- **Written problem 1**: Can you transcribe the blog post about the disability meeting word for word, beginning at "As I sat there" and stopping after "where we are."?
- **Written problem 2**: Pick up the blog post about the disability meeting after its final sentence and continue writing it.

- **Article**:
═══

Today I was at a meeting for disabled people who are involved in User Led Organisations, it was run by the Norfolk Coalition of Disabled People. We were there to talk about the problems we face in running organisations, businesses and groups, to see if there is more that can be done.
The thing that was most apparent to me was that we all felt that we had to be better, better than everybody else to make up for the fact that we are disabled. The world sees us as just that, disabled, un-able and for many of the people sitting round the table, the interpretation is that we have to pretend to be just like everyone else to be taken seriously and get ahead. We have to work harder, smarter and stronger than everyone else and hide any sign that our disability affects us, for fear that we are seen as less than.
As I sat there looking round the table at these incredible, inspiring people, I wondered why did we have to feel like we weren’t good enough as we were? Why couldn’t we see our disabilities as strengths and not weaknesses. Each one of us has fought with determination to reach our goals and overcome the obstacles of both health, social and economic barriers. We’ve found ways to live with conditions like loss of sight, hearing and mobility, battling daily pain and suffering, to get where we are.

═══

- **Supplied records**:

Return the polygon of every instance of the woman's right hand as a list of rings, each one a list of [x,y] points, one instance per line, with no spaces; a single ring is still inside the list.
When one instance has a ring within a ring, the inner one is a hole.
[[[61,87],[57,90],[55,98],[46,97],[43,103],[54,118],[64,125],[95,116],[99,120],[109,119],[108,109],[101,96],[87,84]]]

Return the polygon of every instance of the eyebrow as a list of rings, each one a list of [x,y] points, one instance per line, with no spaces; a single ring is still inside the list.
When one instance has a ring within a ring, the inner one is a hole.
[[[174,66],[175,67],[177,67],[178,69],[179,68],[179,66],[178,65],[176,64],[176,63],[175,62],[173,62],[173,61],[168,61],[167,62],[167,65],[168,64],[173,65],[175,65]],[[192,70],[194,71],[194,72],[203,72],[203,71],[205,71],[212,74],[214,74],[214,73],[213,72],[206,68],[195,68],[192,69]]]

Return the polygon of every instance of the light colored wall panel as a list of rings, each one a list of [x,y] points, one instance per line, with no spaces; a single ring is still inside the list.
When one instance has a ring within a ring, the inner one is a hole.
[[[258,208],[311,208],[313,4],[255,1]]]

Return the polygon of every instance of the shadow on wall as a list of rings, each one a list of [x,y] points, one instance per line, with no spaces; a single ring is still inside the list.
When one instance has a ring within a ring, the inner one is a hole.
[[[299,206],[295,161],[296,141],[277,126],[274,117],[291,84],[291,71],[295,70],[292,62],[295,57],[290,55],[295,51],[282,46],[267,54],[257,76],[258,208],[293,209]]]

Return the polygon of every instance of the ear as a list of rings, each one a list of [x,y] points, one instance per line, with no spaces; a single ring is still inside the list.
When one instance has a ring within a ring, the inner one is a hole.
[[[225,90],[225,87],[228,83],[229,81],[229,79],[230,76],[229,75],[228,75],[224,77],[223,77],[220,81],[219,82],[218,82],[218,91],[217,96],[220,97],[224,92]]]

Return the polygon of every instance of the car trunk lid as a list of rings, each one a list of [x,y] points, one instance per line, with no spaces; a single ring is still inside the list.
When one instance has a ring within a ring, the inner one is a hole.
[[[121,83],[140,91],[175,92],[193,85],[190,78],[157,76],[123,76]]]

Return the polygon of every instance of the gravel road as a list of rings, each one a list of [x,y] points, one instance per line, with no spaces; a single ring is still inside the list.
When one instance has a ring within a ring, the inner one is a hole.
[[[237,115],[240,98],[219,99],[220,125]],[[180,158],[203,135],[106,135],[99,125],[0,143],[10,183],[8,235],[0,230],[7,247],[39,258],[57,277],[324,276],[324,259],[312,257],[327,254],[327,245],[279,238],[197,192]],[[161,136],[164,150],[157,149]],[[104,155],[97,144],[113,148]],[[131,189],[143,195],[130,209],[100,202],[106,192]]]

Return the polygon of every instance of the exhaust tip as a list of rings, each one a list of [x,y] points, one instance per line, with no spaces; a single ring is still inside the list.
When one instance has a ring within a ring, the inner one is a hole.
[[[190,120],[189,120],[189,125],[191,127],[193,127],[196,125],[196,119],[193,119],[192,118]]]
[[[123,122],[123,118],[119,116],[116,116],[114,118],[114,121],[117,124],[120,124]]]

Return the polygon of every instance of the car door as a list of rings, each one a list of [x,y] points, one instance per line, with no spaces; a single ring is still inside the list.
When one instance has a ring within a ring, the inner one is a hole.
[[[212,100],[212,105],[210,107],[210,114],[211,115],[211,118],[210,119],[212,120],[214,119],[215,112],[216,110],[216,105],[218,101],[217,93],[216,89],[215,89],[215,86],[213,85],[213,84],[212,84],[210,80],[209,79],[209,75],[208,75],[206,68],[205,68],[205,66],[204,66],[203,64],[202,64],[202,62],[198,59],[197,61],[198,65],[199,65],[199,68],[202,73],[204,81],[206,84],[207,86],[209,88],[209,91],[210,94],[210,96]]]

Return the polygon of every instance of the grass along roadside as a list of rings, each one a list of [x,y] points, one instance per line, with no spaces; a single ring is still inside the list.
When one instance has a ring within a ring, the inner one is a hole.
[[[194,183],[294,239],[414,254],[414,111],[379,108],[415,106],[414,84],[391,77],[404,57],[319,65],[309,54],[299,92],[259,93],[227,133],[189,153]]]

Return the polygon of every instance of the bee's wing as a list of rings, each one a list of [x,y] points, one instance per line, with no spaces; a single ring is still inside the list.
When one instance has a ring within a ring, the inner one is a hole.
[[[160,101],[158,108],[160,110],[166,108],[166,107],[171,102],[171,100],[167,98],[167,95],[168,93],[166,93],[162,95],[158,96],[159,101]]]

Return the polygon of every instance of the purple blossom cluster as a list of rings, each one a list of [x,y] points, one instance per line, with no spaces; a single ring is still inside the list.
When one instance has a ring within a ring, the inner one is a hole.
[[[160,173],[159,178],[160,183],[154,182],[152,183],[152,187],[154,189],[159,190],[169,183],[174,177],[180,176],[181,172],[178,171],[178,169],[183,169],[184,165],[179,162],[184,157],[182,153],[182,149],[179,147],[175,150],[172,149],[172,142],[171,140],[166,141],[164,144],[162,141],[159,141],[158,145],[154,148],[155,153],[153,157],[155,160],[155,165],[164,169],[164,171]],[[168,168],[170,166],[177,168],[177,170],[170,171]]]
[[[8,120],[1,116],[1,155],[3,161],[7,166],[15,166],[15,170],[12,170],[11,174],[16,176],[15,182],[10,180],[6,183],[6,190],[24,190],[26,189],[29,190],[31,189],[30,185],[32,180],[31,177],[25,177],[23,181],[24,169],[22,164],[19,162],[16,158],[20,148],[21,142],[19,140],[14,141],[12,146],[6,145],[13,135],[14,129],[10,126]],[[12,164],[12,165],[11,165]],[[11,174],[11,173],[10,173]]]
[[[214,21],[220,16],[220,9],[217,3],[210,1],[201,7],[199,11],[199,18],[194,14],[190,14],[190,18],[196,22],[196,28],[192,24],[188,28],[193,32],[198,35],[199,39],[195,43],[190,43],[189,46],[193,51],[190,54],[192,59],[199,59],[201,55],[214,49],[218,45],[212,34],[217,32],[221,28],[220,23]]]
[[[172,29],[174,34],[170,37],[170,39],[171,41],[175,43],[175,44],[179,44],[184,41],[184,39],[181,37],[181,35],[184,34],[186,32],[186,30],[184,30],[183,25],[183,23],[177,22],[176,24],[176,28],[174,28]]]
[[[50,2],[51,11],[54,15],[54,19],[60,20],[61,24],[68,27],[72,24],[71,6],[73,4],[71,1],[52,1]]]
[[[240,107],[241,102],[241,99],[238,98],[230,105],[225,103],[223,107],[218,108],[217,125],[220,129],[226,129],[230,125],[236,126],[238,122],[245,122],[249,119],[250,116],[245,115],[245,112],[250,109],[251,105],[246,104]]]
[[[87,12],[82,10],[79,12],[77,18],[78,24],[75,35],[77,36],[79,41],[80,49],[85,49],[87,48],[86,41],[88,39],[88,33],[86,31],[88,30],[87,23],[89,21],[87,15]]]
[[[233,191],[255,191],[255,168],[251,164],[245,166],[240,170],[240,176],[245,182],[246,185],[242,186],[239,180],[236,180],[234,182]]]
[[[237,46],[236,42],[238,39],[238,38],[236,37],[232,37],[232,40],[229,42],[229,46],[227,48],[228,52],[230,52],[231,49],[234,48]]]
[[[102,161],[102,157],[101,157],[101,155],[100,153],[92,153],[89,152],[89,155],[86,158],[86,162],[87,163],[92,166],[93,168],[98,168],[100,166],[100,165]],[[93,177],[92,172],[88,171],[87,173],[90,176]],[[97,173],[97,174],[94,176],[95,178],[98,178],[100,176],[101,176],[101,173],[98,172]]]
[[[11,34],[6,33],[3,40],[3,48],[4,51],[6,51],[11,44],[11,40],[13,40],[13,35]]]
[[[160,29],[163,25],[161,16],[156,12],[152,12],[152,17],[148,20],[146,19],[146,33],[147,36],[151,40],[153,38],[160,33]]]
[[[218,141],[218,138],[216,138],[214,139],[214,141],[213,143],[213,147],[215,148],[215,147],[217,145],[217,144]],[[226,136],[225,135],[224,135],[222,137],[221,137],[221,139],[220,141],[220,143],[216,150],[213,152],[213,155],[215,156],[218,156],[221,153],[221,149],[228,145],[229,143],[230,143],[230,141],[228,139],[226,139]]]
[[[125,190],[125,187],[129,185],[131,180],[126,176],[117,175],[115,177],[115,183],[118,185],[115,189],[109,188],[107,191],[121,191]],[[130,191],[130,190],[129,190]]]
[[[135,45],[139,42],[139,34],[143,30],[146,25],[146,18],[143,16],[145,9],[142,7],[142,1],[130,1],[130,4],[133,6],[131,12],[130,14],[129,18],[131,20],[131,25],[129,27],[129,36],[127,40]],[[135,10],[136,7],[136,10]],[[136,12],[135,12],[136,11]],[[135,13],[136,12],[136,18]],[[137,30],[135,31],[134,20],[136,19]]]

═══

- **Written answer 1**:
As I sat there looking round the table at these incredible, inspiring people, I wondered why did we have to feel like we weren’t good enough as we were? Why couldn’t we see our disabilities as strengths and not weaknesses. Each one of us has fought with determination to reach our goals and overcome the obstacles of both health, social and economic barriers. We’ve found ways to live with conditions like loss of sight, hearing and mobility, battling daily pain and suffering, to get where we are.

- **Written answer 2**:
If “normal” people have a resume of skills that they have obtained through education and courses, why isn’t there a similar way to calculate the skills obtained through life experience? Why is the person with a degree seen as more skilled than a person that has lived through decades of ill-health or disability? Yes they may know more factual information and have gained knowledge; but what about the knowledge you gain from handling doctors, negotiating your way round the health system, dealing with prejudice and misunderstanding in the wider world? Patience, strength, courage, bravery, determination, hope, resourcefulness – all skills learnt on the job, so to speak. To me they are as valuable and certainly more practical in the real world.
I wish for a world where we can be proud of who we are and what we have been through. Where we don’t feel like we have to apologise for our disabilities; but can tell people honestly without the fear of judgement. That it would actually be seen as something to respect and not pity.
That’s what I wish for.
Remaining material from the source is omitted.